#### THE TASK
Reproduce each of the following records verbatim.

#### Pointing and labeling entries
* * *
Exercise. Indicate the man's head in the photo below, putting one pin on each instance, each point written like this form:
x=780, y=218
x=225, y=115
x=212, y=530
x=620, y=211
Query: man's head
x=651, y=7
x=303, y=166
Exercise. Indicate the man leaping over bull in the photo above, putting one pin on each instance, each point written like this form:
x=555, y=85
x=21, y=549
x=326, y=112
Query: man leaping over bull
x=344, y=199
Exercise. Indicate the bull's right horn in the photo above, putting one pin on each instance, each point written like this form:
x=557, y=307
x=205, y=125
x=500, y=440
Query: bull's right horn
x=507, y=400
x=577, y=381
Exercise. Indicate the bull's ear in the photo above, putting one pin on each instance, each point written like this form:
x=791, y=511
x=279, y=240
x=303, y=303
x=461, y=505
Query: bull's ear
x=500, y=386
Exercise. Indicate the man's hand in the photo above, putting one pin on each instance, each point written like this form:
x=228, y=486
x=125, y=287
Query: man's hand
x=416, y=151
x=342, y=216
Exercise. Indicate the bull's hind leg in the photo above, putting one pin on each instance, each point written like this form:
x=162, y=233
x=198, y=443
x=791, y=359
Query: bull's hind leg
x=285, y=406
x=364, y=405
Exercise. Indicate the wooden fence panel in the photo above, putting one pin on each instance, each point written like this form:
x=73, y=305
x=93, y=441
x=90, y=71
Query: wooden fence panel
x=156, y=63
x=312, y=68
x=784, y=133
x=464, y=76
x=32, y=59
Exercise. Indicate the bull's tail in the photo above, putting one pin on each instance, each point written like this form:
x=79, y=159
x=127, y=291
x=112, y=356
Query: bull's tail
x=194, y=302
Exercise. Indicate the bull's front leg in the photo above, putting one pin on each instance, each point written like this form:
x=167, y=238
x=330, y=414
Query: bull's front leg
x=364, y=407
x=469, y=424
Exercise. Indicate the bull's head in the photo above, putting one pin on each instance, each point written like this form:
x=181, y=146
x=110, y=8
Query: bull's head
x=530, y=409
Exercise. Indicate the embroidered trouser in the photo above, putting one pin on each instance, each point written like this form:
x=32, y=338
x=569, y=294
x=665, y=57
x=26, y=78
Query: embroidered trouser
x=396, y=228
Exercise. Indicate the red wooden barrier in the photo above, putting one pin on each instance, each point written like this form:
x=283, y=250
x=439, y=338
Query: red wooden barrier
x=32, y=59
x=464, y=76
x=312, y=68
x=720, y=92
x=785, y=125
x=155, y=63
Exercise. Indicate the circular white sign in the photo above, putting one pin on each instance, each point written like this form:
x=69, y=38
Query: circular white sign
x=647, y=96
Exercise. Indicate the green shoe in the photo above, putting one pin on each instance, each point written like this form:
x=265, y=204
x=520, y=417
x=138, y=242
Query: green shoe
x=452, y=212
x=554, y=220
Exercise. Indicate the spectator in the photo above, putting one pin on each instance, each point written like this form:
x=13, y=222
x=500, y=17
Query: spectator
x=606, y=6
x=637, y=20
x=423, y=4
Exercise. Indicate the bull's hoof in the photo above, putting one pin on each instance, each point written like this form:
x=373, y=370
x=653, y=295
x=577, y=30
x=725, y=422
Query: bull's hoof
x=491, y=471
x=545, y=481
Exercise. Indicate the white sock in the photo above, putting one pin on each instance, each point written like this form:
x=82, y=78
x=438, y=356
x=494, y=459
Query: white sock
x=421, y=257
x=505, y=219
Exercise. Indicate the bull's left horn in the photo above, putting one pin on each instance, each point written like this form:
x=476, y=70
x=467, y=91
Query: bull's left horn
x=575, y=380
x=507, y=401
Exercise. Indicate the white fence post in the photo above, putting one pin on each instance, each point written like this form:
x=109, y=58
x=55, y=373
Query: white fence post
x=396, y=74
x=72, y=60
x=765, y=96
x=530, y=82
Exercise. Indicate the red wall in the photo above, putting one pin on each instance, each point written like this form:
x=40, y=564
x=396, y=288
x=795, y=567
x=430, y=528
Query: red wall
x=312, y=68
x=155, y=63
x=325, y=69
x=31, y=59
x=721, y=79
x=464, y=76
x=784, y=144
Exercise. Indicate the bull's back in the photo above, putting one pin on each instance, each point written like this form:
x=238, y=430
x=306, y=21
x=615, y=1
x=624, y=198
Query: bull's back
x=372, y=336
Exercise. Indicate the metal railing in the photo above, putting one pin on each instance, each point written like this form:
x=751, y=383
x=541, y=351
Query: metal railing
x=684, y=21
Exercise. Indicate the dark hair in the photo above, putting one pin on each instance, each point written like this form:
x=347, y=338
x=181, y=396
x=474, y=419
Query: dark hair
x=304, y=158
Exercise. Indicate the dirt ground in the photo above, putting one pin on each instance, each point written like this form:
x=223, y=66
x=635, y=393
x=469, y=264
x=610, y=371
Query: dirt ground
* * *
#### SOLUTION FOR THIS EXERCISE
Exercise. Indicate the man's head in the photo below, putting one pin on each instance, each point written like this form:
x=780, y=218
x=225, y=115
x=212, y=530
x=620, y=211
Query: man's head
x=651, y=7
x=303, y=166
Exercise. Indicate the man leaping over bull in the photo above, putting one pin on each instance, each point written like this form:
x=555, y=85
x=21, y=549
x=326, y=112
Query: man leaping over bull
x=344, y=199
Exercise. Indicate the bull's right horn in the photo above, putting one pin on each instance, each point written like this form:
x=557, y=307
x=205, y=125
x=500, y=440
Query: bull's right horn
x=507, y=400
x=577, y=381
Exercise. Indicate the bull's ear in the photo above, putting one pin on each instance, each point written like this form:
x=791, y=511
x=279, y=240
x=303, y=303
x=461, y=505
Query: bull's ear
x=500, y=386
Exercise. Indicate the man's hand in the photo above, putting one pin on each instance, each point written like this form:
x=228, y=486
x=125, y=287
Query: man's hand
x=416, y=151
x=342, y=216
Exercise. Indicate the bull's hind leg in the photo above, putting one pin on each instance, each point written like this form:
x=162, y=233
x=198, y=443
x=791, y=359
Query: bull's hind leg
x=285, y=406
x=364, y=405
Exercise. Indicate the wooden fence panel in the photo above, putting one pin on each instance, each point written like this form:
x=73, y=305
x=93, y=441
x=90, y=71
Query: wooden fence panel
x=156, y=63
x=312, y=68
x=784, y=133
x=464, y=76
x=32, y=59
Exercise. Indicate the bull's tail in the photo above, putting one pin on each instance, each point written like this form:
x=79, y=159
x=127, y=291
x=112, y=356
Query: bull's tail
x=194, y=302
Exercise. Indicate the bull's front leg in the photo above, putting one pin on each instance, each point written like this form:
x=167, y=238
x=330, y=414
Query: bull's front leg
x=364, y=407
x=469, y=424
Exercise. Indicate the bull's head in the photo above, putting one pin on each instance, each point written like this form:
x=181, y=146
x=110, y=8
Query: bull's head
x=530, y=409
Exercise. Indicate the embroidered trouser in the photo above, putting one pin on each instance, each point written like this form:
x=32, y=338
x=569, y=294
x=665, y=57
x=26, y=78
Query: embroidered trouser
x=396, y=228
Exercise. Indicate the red wooden barrier in the photo above, putting one pin on each instance, each point written like this form:
x=283, y=250
x=439, y=338
Query: red wooden barrier
x=32, y=59
x=464, y=76
x=312, y=68
x=720, y=92
x=785, y=125
x=155, y=63
Exercise. Indicate the circular white sign in the photo above, putting one pin on each instance, each point written like this form:
x=69, y=38
Query: circular white sign
x=647, y=96
Exercise. Indicate the green shoe in the photo above, putting one pin on each instance, each point written like this form:
x=265, y=204
x=520, y=417
x=138, y=242
Query: green shoe
x=452, y=212
x=554, y=220
Exercise. Indicate the spectator in the photo above, putting one pin on each instance, each point written like this form:
x=13, y=222
x=500, y=17
Query: spectator
x=606, y=6
x=637, y=20
x=423, y=4
Exercise. Indicate the bull's hoof in the photo above, putting one pin on each instance, each point written like this form:
x=373, y=370
x=653, y=295
x=577, y=30
x=725, y=422
Query: bull's hoof
x=491, y=471
x=545, y=481
Exercise. Indicate the white sock in the photo above, putting one pin on each instance, each point written like this form:
x=82, y=78
x=438, y=356
x=494, y=459
Query: white sock
x=421, y=257
x=505, y=219
Exercise. Indicate the bull's left horn in the photo above, putting one pin on each instance, each point written like this form:
x=476, y=70
x=467, y=91
Query: bull's left horn
x=575, y=380
x=507, y=401
Exercise. Indicate the white fence post in the photo above, putting one pin on each instance, each point written like this form:
x=109, y=58
x=55, y=373
Query: white fence post
x=396, y=74
x=72, y=60
x=765, y=96
x=530, y=82
Exercise. Indicate the red wall in the photo above, putting one pin on each instance, each point written like this form:
x=40, y=564
x=396, y=288
x=795, y=567
x=430, y=528
Query: red wall
x=312, y=68
x=155, y=63
x=325, y=69
x=31, y=59
x=721, y=79
x=464, y=76
x=784, y=144
Exercise. Indicate the bull's back in the photo above, putting one pin on each instance, each point written like this form:
x=238, y=430
x=306, y=21
x=615, y=1
x=624, y=198
Query: bull's back
x=372, y=336
Exercise. Indicate the metal railing in the photo above, putting one pin on each instance, each point written like this form:
x=751, y=383
x=541, y=351
Query: metal railing
x=684, y=21
Exercise. Indicate the dark hair in the photo above, putting one pin on each instance, each point written like this form:
x=347, y=338
x=181, y=396
x=474, y=419
Query: dark hair
x=304, y=158
Exercise. Indicate the dirt ground in the photo above, putting one pin on each instance, each point written like this form:
x=223, y=66
x=635, y=393
x=469, y=264
x=610, y=371
Query: dirt ground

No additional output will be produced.